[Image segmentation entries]

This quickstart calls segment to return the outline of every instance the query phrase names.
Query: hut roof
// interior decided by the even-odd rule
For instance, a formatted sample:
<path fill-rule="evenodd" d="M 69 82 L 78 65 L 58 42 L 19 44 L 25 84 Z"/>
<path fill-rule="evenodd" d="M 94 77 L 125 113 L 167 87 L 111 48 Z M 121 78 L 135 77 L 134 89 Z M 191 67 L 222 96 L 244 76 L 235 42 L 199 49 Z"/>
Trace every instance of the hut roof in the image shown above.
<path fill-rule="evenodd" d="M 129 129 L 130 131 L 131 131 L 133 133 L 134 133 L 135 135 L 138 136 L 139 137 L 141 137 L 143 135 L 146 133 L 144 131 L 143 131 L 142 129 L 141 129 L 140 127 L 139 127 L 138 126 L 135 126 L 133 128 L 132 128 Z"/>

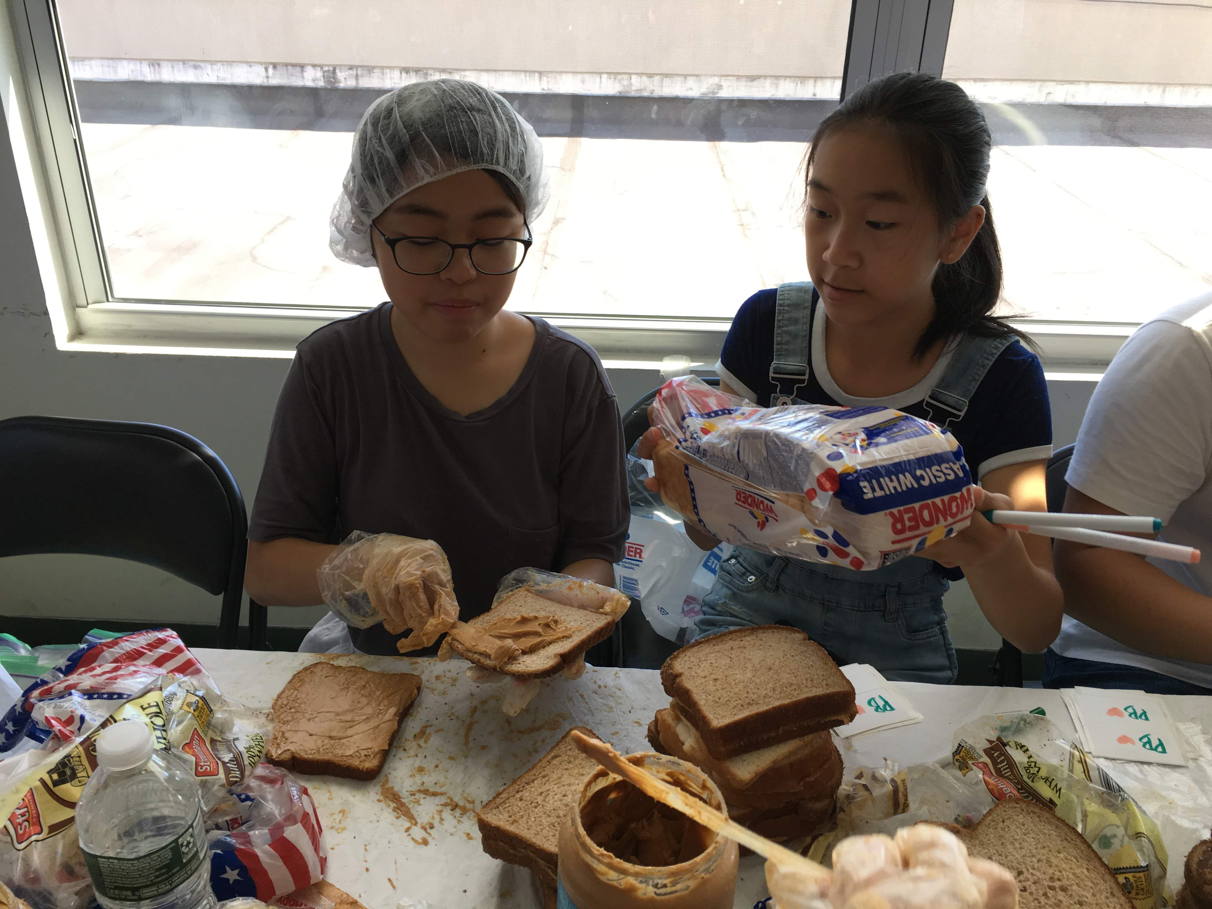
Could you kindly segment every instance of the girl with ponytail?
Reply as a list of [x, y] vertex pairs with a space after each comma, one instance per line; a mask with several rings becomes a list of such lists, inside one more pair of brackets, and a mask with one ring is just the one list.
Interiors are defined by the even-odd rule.
[[[1002, 269], [985, 190], [990, 150], [984, 115], [953, 82], [901, 73], [847, 98], [807, 156], [811, 281], [745, 301], [716, 370], [725, 390], [764, 406], [885, 406], [930, 419], [964, 447], [983, 487], [979, 510], [1042, 511], [1047, 387], [1025, 337], [995, 314]], [[641, 456], [659, 433], [651, 431]], [[951, 682], [943, 594], [961, 577], [994, 629], [1022, 650], [1044, 650], [1059, 630], [1046, 538], [976, 514], [920, 558], [899, 555], [859, 572], [738, 548], [703, 600], [696, 633], [791, 624], [840, 664]]]

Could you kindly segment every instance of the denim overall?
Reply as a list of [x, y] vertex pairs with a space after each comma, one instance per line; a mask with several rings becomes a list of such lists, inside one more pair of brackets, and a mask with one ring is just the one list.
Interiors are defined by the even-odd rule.
[[[808, 282], [778, 288], [774, 361], [778, 389], [770, 406], [808, 404], [796, 393], [808, 381], [816, 295]], [[968, 399], [1013, 338], [965, 335], [938, 384], [924, 401], [941, 427], [960, 419]], [[950, 584], [928, 559], [902, 559], [874, 571], [853, 571], [738, 547], [721, 566], [697, 636], [747, 625], [801, 628], [839, 663], [870, 663], [896, 681], [950, 684], [956, 661], [943, 594]]]

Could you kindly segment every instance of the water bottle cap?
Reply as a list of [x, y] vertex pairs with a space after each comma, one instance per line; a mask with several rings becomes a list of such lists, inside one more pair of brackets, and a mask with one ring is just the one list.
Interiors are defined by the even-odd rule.
[[97, 764], [105, 770], [124, 771], [142, 767], [155, 745], [152, 730], [138, 720], [115, 722], [97, 736]]

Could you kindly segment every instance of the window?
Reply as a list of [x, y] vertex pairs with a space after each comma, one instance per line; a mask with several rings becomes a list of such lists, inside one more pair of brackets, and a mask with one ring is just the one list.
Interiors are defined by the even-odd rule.
[[1007, 311], [1139, 324], [1212, 286], [1212, 0], [955, 0]]
[[82, 325], [377, 304], [375, 271], [327, 248], [351, 133], [384, 91], [457, 75], [543, 137], [553, 199], [510, 305], [573, 327], [684, 322], [715, 349], [745, 297], [804, 273], [799, 166], [850, 28], [850, 0], [50, 8], [96, 235]]
[[714, 362], [749, 293], [806, 276], [804, 142], [844, 85], [904, 68], [985, 105], [1007, 311], [1050, 370], [1098, 370], [1212, 284], [1212, 0], [12, 7], [61, 343], [288, 355], [378, 303], [330, 207], [366, 105], [438, 75], [543, 137], [553, 201], [510, 305], [608, 359]]

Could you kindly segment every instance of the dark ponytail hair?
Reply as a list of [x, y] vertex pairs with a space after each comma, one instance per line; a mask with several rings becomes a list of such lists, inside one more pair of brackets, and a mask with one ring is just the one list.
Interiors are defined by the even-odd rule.
[[981, 108], [955, 82], [927, 73], [897, 73], [868, 82], [821, 121], [808, 149], [808, 176], [822, 139], [867, 125], [887, 130], [901, 144], [942, 228], [973, 205], [985, 210], [984, 223], [964, 256], [939, 264], [934, 273], [934, 318], [917, 338], [914, 355], [920, 358], [941, 338], [962, 333], [1013, 335], [1029, 344], [1023, 332], [993, 315], [1001, 299], [1001, 247], [985, 193], [993, 138]]

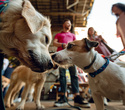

TASK INSTRUCTIONS
Retype the lines above exactly, beginning with the line that contains "Could you kindly segment every instance of the girl" and ending with the line that contains "624], [840, 664]]]", both included.

WORKED ANSWER
Could you kindly segment every instance of the girl with ponytail?
Reply as a list of [x, y] vertex pairs with a space after each comma, one instance per line; a mask with several rings becomes a list of such lists, inside one more pair of brackets, and a mask with one ring is just the one list.
Interiors are defined by the even-odd rule.
[[[1002, 269], [985, 190], [990, 150], [984, 115], [953, 82], [901, 73], [847, 98], [807, 156], [811, 281], [745, 301], [716, 370], [725, 390], [764, 406], [885, 406], [930, 419], [964, 447], [983, 487], [979, 510], [1042, 511], [1047, 387], [1025, 337], [995, 314]], [[641, 456], [659, 433], [651, 431]], [[951, 682], [943, 594], [961, 577], [994, 629], [1022, 650], [1044, 650], [1059, 630], [1046, 538], [976, 514], [920, 558], [899, 555], [859, 572], [738, 548], [703, 600], [696, 633], [791, 624], [840, 664]]]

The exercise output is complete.